## [Provided information]
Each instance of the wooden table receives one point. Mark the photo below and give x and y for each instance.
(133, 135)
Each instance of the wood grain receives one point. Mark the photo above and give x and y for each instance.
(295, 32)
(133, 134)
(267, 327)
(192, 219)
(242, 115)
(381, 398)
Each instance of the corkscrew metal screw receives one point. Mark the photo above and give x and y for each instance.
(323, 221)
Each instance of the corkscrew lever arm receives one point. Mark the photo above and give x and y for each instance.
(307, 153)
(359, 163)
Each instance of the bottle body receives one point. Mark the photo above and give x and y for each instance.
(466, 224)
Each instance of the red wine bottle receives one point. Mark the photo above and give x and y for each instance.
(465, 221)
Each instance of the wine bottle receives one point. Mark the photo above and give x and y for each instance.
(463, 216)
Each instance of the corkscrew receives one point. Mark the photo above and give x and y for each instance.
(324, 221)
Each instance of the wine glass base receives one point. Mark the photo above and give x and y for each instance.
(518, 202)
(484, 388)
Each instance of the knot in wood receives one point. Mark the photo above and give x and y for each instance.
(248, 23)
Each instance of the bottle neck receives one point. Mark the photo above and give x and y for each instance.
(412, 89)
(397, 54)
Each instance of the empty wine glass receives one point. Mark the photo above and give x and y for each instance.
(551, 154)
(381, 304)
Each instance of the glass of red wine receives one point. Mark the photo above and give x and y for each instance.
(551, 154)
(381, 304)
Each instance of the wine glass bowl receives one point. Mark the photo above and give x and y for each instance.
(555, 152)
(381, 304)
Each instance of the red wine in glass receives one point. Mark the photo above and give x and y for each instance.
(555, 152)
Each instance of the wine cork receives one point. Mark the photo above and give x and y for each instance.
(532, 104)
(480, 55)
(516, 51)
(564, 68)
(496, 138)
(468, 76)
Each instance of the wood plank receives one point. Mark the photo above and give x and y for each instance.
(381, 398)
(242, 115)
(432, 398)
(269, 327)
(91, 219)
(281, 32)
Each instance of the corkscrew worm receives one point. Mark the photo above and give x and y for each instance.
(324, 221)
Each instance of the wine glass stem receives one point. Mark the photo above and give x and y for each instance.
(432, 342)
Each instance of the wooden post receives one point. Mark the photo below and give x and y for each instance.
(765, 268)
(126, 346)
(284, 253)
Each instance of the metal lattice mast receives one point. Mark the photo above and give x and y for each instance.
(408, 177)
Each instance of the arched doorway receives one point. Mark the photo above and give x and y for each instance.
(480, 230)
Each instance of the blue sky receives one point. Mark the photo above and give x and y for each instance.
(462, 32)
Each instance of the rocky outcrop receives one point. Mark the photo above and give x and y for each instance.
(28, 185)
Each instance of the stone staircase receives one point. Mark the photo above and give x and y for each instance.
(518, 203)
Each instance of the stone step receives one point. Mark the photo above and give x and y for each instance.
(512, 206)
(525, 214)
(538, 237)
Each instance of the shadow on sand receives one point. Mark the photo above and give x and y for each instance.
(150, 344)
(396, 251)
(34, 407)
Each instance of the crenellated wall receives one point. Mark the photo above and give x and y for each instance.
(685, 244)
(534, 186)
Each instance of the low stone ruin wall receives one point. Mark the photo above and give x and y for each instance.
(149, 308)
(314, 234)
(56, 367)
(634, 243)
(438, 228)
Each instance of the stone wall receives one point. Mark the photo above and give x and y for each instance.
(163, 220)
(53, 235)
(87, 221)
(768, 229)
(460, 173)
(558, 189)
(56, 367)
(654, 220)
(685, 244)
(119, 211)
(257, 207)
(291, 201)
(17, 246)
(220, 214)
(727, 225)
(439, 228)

## [Problem requirements]
Output the full listing without altering anything.

## [Expected answer]
Each instance of the wooden table receives one point. Mark the photo below and give x and y for each instance.
(133, 135)
Each instance of the wood grain receives one point. Mark the photo above and give x and y for each instance.
(295, 32)
(133, 134)
(267, 327)
(192, 219)
(242, 115)
(381, 398)
Each instance of the corkscrew metal screw receives one point. Mark the photo above and give x and y for each instance.
(323, 221)
Each instance of the corkscrew lever arm receives one point. Mark the photo above and give x and y for each instance.
(307, 153)
(359, 163)
Each instance of the bottle body receives one point. Mark the photo above and give x and y for each instance.
(466, 224)
Each instance of the red wine bottle receives one point. Mark the photo above and give x and y for each instance.
(465, 221)
Each instance of the wine bottle receives one point. Mark the photo above and give x and y for each instance.
(463, 216)
Each instance of the corkscrew receives one point. Mark the photo above and give x and y for each instance.
(324, 221)
Each instance of the wine glass base receives one point. Mark the photo above and give x and y for each instance.
(518, 202)
(484, 388)
Each instance of the knot in wood receives one point. Mark the photo above and give x and y for each instance.
(248, 23)
Each instance of the bottle neck receives one point. Mark the photo above and give x and y for each instance.
(412, 89)
(397, 54)
Each instance of the empty wine glass receives one point. Mark the photo above and give x and y for each instance.
(551, 154)
(381, 304)
Each instance of the glass of red wine receives one point. Mark the photo above and give x and y for each instance.
(551, 154)
(381, 304)
Each instance of the wine glass bowl receives one point. Mark the photo above and give x and y for each instance.
(555, 152)
(381, 304)
Each instance of the red wine in glass receives one point. Mark the photo above and give x and y for each instance.
(555, 152)
Each instance of the wine cork receives one point. Mark the photo above and give x and y for each instance.
(532, 104)
(480, 55)
(516, 51)
(564, 68)
(496, 138)
(468, 76)
Each instance of the wood plank receives one point. Mark the photo above and give x and y for each instance.
(381, 398)
(242, 115)
(432, 398)
(269, 327)
(91, 219)
(281, 32)
Each instance of the corkscrew worm receives one point. Mark the photo above and give x and y for each instance.
(324, 221)
Each instance of the wine glass stem receives one point. Mark the photo above and give x and y for each instance.
(432, 342)
Each instance of the wooden post receives one point. Mark the photo below and give x and y for each instance.
(765, 268)
(126, 346)
(284, 253)
Each instance of the metal lattice mast receives one point. Mark the photo above and give x and y for each instance.
(408, 177)
Each instance of the arched doorway receives one point. Mark the photo above and give x and y for each instance.
(480, 230)
Each instance of the blue sky receives one point. Mark the photo above and give x and y for each instance.
(462, 32)
Each instance of the rocky outcrop receives one point. Mark the photo above and give x and y for each instance.
(28, 185)
Each instance of the stone staircase receives one point. Mark the photo above and give x and y for each instance.
(518, 203)
Each instance of the stone step receives one point. Mark the photo above and give x and y for each instance.
(512, 206)
(525, 214)
(538, 237)
Each instance of the shadow on sand receives one point. Mark the photo above and give x and y for each instance.
(150, 344)
(396, 251)
(34, 407)
Each instance of the crenellated wall receives one point. Mark the photo above and give x and y for each instance.
(685, 244)
(534, 186)
Each instance of the low stone ruin wall receives one point. Mark the photo above and give x and y for each instance.
(149, 308)
(314, 234)
(56, 367)
(634, 243)
(438, 228)
Each instance of the stone wall receives one point. Mark the photo above and give x and y for each instance.
(163, 220)
(53, 235)
(87, 221)
(768, 229)
(460, 173)
(558, 189)
(56, 367)
(654, 220)
(685, 244)
(119, 211)
(257, 207)
(291, 201)
(17, 246)
(220, 214)
(727, 225)
(439, 228)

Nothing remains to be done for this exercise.